── READING TEXT
You would never run it in true 'mixed' traffic but I know what you are saying. What should have happened is that you run the trains in an exclusive left lane and the buses in an exclusive right lane. The bus lane would only be exclusive during peak periods. Local traffic would use the remaining lanes. You would simply close the MacKenzie King bridge to regular traffic. It isn't used much anyways except for transit and you have two other bridges close by that are better used.

Now that we know that this will be the busiest LRT system in North America from day one, the original plan of having surface rail on Albert and Slater would have taken the pressure off a tunnel that is going beyond normal useage. There will be problems with the tunnel. It is inevitable. And how do we move people when there are problems? We won't. There is so little redundancy built into the plan that moving people will be next to impossible if a train breaks down on the LRT line. Don't kid yourself. It is going to happen.
────
▸ WHAT THE TASK REQUIRES:
Reproduce the passage of the text on the LRT plan that begins at the words "Now that we" and stops after "going to happen.". The material that comes next is separate from the text on the LRT plan.
── DATA
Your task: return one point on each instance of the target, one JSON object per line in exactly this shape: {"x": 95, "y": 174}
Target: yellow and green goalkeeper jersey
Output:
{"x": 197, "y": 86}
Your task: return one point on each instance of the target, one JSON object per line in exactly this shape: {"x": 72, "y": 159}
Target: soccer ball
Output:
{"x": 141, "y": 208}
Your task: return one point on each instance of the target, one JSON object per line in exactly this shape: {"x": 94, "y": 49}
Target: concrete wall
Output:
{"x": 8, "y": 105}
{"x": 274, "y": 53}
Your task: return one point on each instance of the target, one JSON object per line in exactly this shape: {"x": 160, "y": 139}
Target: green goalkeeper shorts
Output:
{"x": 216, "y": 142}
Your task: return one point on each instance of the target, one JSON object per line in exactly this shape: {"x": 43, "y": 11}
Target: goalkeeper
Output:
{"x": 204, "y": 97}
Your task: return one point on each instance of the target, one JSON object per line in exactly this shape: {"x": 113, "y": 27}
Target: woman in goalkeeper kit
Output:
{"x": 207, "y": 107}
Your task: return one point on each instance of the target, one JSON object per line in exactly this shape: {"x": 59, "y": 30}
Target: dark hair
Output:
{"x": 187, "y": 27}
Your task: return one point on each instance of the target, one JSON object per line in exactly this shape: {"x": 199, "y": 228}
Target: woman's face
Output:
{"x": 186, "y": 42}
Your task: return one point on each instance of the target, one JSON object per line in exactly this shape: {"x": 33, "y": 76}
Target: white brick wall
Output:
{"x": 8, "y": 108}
────
── DATA
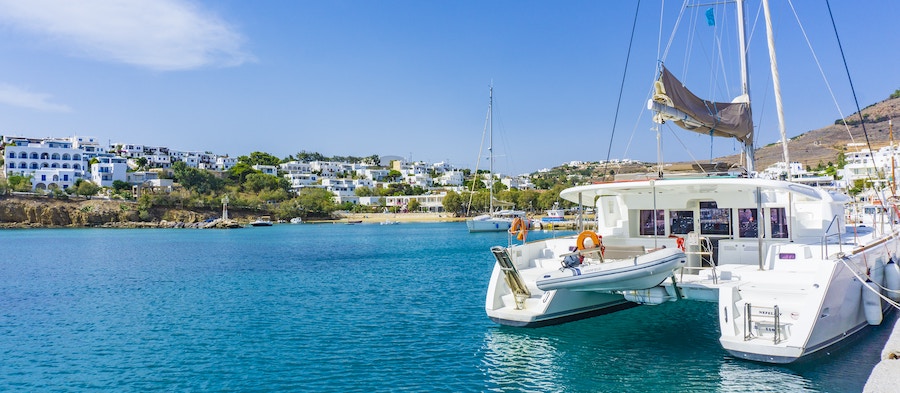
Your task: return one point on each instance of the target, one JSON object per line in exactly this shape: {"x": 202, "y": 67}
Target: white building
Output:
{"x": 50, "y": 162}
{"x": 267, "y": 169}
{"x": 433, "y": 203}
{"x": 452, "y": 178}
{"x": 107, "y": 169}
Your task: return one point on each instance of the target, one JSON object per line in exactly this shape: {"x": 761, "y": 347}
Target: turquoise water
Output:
────
── DATA
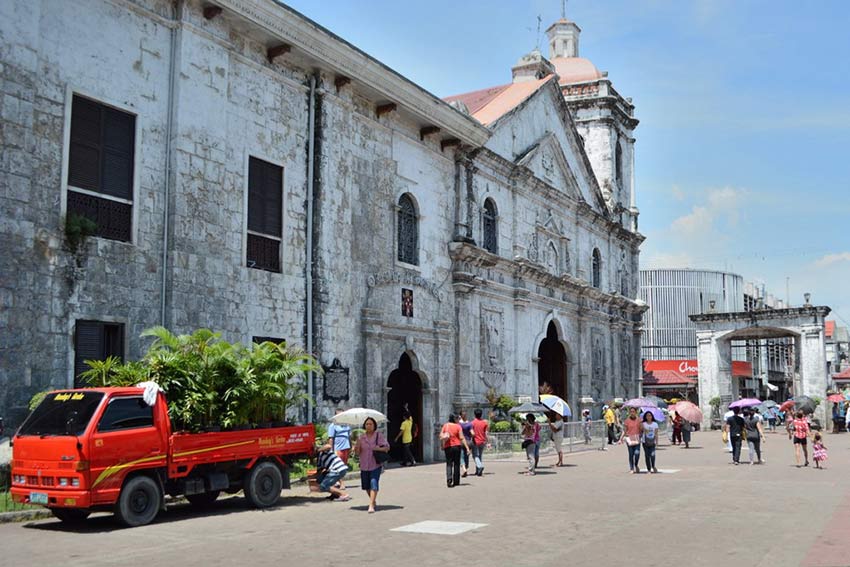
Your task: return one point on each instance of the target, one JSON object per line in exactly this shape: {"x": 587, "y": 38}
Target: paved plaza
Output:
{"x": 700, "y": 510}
────
▸ TASK ANSWER:
Now that we know that this will be the busiest LRT system in North America from day one, the original plan of having surface rail on Albert and Slater would have taken the pressure off a tunnel that is going beyond normal useage. There will be problems with the tunnel. It is inevitable. And how do we move people when there are problems? We won't. There is so little redundancy built into the plan that moving people will be next to impossible if a train breaks down on the LRT line. Don't kid yourself. It is going to happen.